----- Verilen Metin
500 ve Sanayimiz
- 02.06.2021
- Arşiv
53’üncü yaşını dolduran, ekonomi tarihimizin bilgi hazinesi “İSO-Türkiye’nin 500 Büyük Sanayi Kuruluşu Araştırması”nın 2020 yılı sonuçlarını kamuoyu ile paylaşmanın gururunu bir kez daha yaşadık.
Her şeyden önce pandemi nedeniyle geçen yıl olumsuz etkilenen ve temmuz ayına ötelemek zorunda kaldığımız açıklama takvimimizi yine erkene çekmeyi başardık. Üstelik bu yıl İSO 500’ü, 26 Mayıs’ta açıklayarak araştırmayı şimdiye kadarki en erken tarihte açıklama başarısını gösterdik. Bilgiye erken ulaşmanın bu kadar önemli olduğu bir çağda, bu başarıyı önemsememiz gerektiğini düşünüyorum.
Geniş katılımlı bir basın toplantısında kamuoyu ile paylaştığımız ve mayıs meclisimizde de ana gündem maddemiz olarak ele aldığımız İSO 500’ün çizdiği resmi genel olarak inceleyecek olursak, en önemli bulgulardan birinin salgının etkisiyle satış performansında yaşanan yavaşlama olduğunu söyleyebiliriz. Büyük bölümü ihracatçılardan oluşan İSO 500, özellikle yüzde 13’e yakın ihracat kaybı nedeniyle 2020’de üretimden satışlarını reel olarak binde 6 gibi çok az bir oranda artırabildi.
Bu zor yılda İSO 500 kuruluşlarımızın toplamda karlılığını artırmayı başardığını görüyoruz. Yılın büyük bölümünde elverişli seyreden ham madde ve finansman maliyetlerinin yanı sıra firmalarımızın finansal riskleri daha iyi yönetmesi gibi faktörlerin, bu iyileşmede etkili olduğu söylenebilir. Öte yandan, karlılıktaki artışın en önemli kaynağının faaliyet karlılığındaki iyileşme olması dikkat çekiyor.
----------
----- Veri Bloğu
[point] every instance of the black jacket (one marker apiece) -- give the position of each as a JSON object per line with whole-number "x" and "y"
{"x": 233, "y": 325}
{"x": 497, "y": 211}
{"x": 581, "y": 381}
----------
Bilgilerden Yararlanarak.
**1)** İSO 500 araştırmasını anlatan metne göre kuruluşlar 2020'de üretimden satışlarını reel olarak neden yalnızca binde 6 artırabildi? Bir ile üç cümle arasında açıklayın.
**2)** İSO 500 araştırmasını anlatan metne göre araştırma bu yıl hangi tarihte açıklandı?
**3)** İSO 500 araştırmasını anlatan metni son cümlesinden sonra sürdürün.

Beklenen Çıktılar.
**1)** İSO 500'ün büyük bölümü ihracatçılardan oluşuyor. Salgının etkisiyle yaşanan yüzde 13'e yakın ihracat kaybı satış performansını yavaşlattı. Bu yüzden üretimden satışlar reel olarak yalnızca binde 6 artabildi.

**2)** 26 Mayıs'ta.

**3)**
İSO 500, pandeminin en çetin günlerinde dahi sanayinin çarklarının durmadığını, üretimin sürdüğünü ve sanayiden ekonomiye en güçlü desteğin verildiğini göstermesi açısından son derece güçlü veriler ortaya koyuyor.
Bunun yanında geleceğe ilişkin dikkat etmemiz gereken mesajları da var İSO 500’ün. Özellikle sanayideki finansman yapısındaki yapısal sorunun sürüyor olmasını; borç/özkaynak ilişkisine, finansman giderlerine, mali borçlara, dönen duran varlıklar ilişkisine baktığımızda bunu açıkça görüyoruz.
Böylesi yapısal sorun bir yana; ekonomimizde her geçen gün biraz daha yükselmeye başlayan enflasyon, sanayicimiz açısından artık bir başka önemli stres kaynağı olmaya adaydır.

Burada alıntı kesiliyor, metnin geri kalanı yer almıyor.